→ **PROBLEM STATEMENT**
Can you transcribe every line exactly and leave the pictures behind?

___

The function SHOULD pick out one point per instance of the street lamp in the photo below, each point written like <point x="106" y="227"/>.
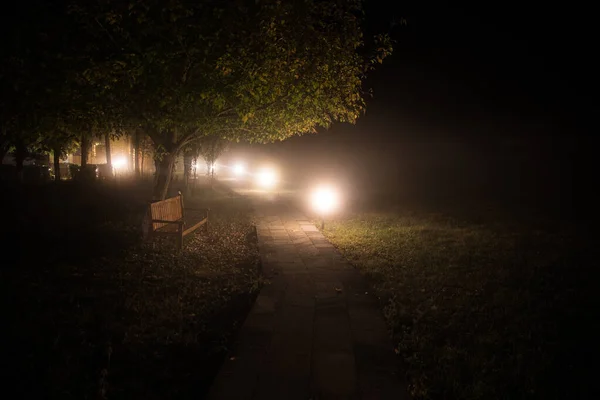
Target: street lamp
<point x="325" y="200"/>
<point x="239" y="169"/>
<point x="119" y="163"/>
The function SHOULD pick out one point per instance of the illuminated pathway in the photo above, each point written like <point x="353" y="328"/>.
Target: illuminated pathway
<point x="314" y="332"/>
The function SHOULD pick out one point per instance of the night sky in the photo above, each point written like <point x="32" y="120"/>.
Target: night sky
<point x="491" y="103"/>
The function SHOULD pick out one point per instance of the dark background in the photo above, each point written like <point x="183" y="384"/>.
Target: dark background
<point x="492" y="103"/>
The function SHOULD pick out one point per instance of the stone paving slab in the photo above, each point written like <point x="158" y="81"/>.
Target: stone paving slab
<point x="315" y="332"/>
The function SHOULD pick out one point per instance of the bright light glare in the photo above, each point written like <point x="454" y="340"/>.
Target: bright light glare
<point x="119" y="162"/>
<point x="239" y="169"/>
<point x="325" y="200"/>
<point x="266" y="178"/>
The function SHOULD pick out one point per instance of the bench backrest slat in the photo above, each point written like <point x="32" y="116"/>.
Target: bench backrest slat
<point x="166" y="210"/>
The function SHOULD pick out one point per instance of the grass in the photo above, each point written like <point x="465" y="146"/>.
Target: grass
<point x="479" y="308"/>
<point x="95" y="313"/>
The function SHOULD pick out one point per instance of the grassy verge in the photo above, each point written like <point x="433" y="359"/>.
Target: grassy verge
<point x="478" y="311"/>
<point x="133" y="322"/>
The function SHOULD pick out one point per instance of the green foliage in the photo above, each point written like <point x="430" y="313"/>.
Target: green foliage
<point x="477" y="312"/>
<point x="259" y="71"/>
<point x="154" y="319"/>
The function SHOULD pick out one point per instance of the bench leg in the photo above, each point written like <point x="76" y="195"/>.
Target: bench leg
<point x="180" y="239"/>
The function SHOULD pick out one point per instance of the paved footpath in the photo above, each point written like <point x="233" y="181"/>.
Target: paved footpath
<point x="315" y="332"/>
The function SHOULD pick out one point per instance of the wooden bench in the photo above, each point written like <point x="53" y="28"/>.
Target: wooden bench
<point x="166" y="218"/>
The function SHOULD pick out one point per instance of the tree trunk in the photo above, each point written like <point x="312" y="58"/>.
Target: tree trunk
<point x="143" y="155"/>
<point x="57" y="164"/>
<point x="136" y="152"/>
<point x="84" y="150"/>
<point x="20" y="154"/>
<point x="107" y="147"/>
<point x="131" y="161"/>
<point x="187" y="170"/>
<point x="164" y="172"/>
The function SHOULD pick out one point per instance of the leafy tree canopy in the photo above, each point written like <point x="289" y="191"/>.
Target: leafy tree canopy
<point x="258" y="71"/>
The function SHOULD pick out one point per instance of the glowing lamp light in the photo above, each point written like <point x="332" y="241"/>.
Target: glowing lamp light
<point x="119" y="163"/>
<point x="267" y="178"/>
<point x="239" y="169"/>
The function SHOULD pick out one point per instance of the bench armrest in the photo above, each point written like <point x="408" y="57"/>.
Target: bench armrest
<point x="160" y="221"/>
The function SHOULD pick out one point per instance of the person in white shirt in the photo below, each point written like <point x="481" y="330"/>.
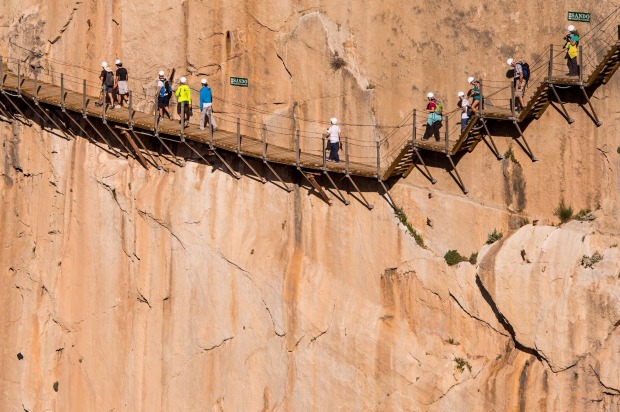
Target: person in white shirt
<point x="333" y="134"/>
<point x="464" y="106"/>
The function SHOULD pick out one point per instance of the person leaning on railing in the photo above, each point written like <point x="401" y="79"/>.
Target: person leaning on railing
<point x="572" y="51"/>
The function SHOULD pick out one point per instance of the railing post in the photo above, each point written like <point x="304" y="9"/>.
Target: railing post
<point x="264" y="141"/>
<point x="84" y="98"/>
<point x="19" y="79"/>
<point x="130" y="114"/>
<point x="346" y="154"/>
<point x="62" y="92"/>
<point x="512" y="98"/>
<point x="550" y="62"/>
<point x="182" y="121"/>
<point x="379" y="160"/>
<point x="238" y="135"/>
<point x="1" y="74"/>
<point x="447" y="134"/>
<point x="481" y="98"/>
<point x="414" y="132"/>
<point x="297" y="149"/>
<point x="580" y="67"/>
<point x="36" y="87"/>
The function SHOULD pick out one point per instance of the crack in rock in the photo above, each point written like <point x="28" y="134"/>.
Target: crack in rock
<point x="69" y="20"/>
<point x="217" y="345"/>
<point x="475" y="317"/>
<point x="163" y="224"/>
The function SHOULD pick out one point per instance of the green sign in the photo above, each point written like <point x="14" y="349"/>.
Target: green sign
<point x="578" y="16"/>
<point x="239" y="81"/>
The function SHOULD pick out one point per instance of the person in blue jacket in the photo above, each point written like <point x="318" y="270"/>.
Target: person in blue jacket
<point x="206" y="106"/>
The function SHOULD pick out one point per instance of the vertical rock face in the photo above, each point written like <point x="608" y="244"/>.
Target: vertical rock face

___

→ **RESULT OF THE EXERCISE**
The function SHOULD pick out one point per instance of the street lamp in the photo below, each point written like <point x="106" y="227"/>.
Target: street lamp
<point x="325" y="200"/>
<point x="239" y="169"/>
<point x="119" y="163"/>
The function SHOULD pick out one point per instance of the illuminated pathway in the photo above, each point written like <point x="353" y="328"/>.
Target: illuminated pathway
<point x="314" y="332"/>
The function SHOULD pick out one point per instance of the night sky in the photo above, each point written like <point x="32" y="120"/>.
Target: night sky
<point x="491" y="103"/>
The function SHOULD pick out one point per instance of the dark background in the photo above, each point written like <point x="183" y="384"/>.
Target: dark background
<point x="492" y="103"/>
The function SHOULD pick out one point per instance of the stone paving slab in the photo above, each point written like <point x="158" y="81"/>.
Target: stone paving slab
<point x="315" y="332"/>
The function SHOULD pick out one point per instance of the bright light glare in the photo above, each point written like <point x="454" y="340"/>.
Target: bright light glare
<point x="119" y="162"/>
<point x="239" y="169"/>
<point x="325" y="200"/>
<point x="266" y="178"/>
The function SHOULD pick out one point per instance of the bench backrest slat in the photo above, each point written like <point x="32" y="116"/>.
Target: bench backrest slat
<point x="166" y="210"/>
The function SHOULD pick out one point per instance of the grass in the photo above, each point written like <point x="465" y="146"/>.
Target: grass
<point x="479" y="308"/>
<point x="95" y="313"/>
The function SHOULD pick out one point per instance of the grassy verge in the photo above, each point written like <point x="433" y="359"/>.
Target: grassy verge
<point x="478" y="311"/>
<point x="133" y="322"/>
The function SHOULD pick out one point per instance of the green foliage in the photo above, each point written like <point x="430" y="313"/>.
Target: green foliage
<point x="477" y="312"/>
<point x="259" y="71"/>
<point x="154" y="319"/>
The function SHOULD pick out one point per instance of the bench leg in the photo above, each point written like <point x="76" y="195"/>.
Target: bench leg
<point x="180" y="239"/>
The function SHOULD pick out one point per instance of the paved footpath in the photo above, each point written like <point x="233" y="181"/>.
Target: paved footpath
<point x="315" y="332"/>
The function SHOULD pick out one point per instance of the wooden bench in the photo above, each point written like <point x="53" y="28"/>.
Target: wooden bench
<point x="166" y="218"/>
The function SHOULD pick out one point per instance of the tree trunk in the photo above, each point written like <point x="312" y="58"/>.
Target: tree trunk
<point x="143" y="155"/>
<point x="57" y="164"/>
<point x="136" y="152"/>
<point x="84" y="150"/>
<point x="20" y="154"/>
<point x="107" y="147"/>
<point x="131" y="161"/>
<point x="187" y="170"/>
<point x="164" y="172"/>
The function SHOULD pick out one point per instance of the leafy tree canopy in the photo above, each point written like <point x="289" y="191"/>.
Target: leafy tree canopy
<point x="258" y="71"/>
The function SHOULD pick out one point per instance of the glowing lamp light in the photo above, each point written like <point x="332" y="241"/>.
Target: glowing lamp light
<point x="119" y="163"/>
<point x="267" y="178"/>
<point x="239" y="169"/>
The function SHOULD pick out one point per instance of the bench armrest in the photo above, each point written like <point x="408" y="57"/>.
Target: bench armrest
<point x="160" y="221"/>
The function SHOULD pick out one point per instance of the person in white shirt in the photo below, each point written like <point x="481" y="330"/>.
Target: person in white shirt
<point x="333" y="134"/>
<point x="464" y="106"/>
The function SHOULD pick out one point per instance of the person leaning on railing in the photo above, each point written like <point x="401" y="79"/>.
Target: person leaning on railing
<point x="572" y="51"/>
The function SHOULD pick out one point per instance of the railing post in the photo above, each point written like <point x="304" y="9"/>.
Target: railing post
<point x="264" y="141"/>
<point x="84" y="98"/>
<point x="19" y="79"/>
<point x="130" y="114"/>
<point x="346" y="154"/>
<point x="62" y="92"/>
<point x="512" y="98"/>
<point x="550" y="62"/>
<point x="182" y="121"/>
<point x="379" y="160"/>
<point x="238" y="135"/>
<point x="1" y="74"/>
<point x="447" y="134"/>
<point x="481" y="98"/>
<point x="414" y="132"/>
<point x="297" y="149"/>
<point x="580" y="67"/>
<point x="36" y="87"/>
The function SHOULD pick out one point per instance of the crack in rock in the photo above, each point written like <point x="28" y="134"/>.
Target: crack in rock
<point x="69" y="20"/>
<point x="217" y="345"/>
<point x="475" y="317"/>
<point x="163" y="224"/>
The function SHOULD pick out one point per instance of the green sign in the photo above, each point written like <point x="14" y="349"/>.
Target: green sign
<point x="578" y="16"/>
<point x="239" y="81"/>
The function SHOULD pick out one point per instance of the person in blue jacket in the photo above, each point written like <point x="318" y="270"/>.
Target: person in blue jacket
<point x="206" y="106"/>
The function SHOULD pick out one point per instance of the vertical rock face in the photo above, each point written like <point x="608" y="244"/>.
Target: vertical rock face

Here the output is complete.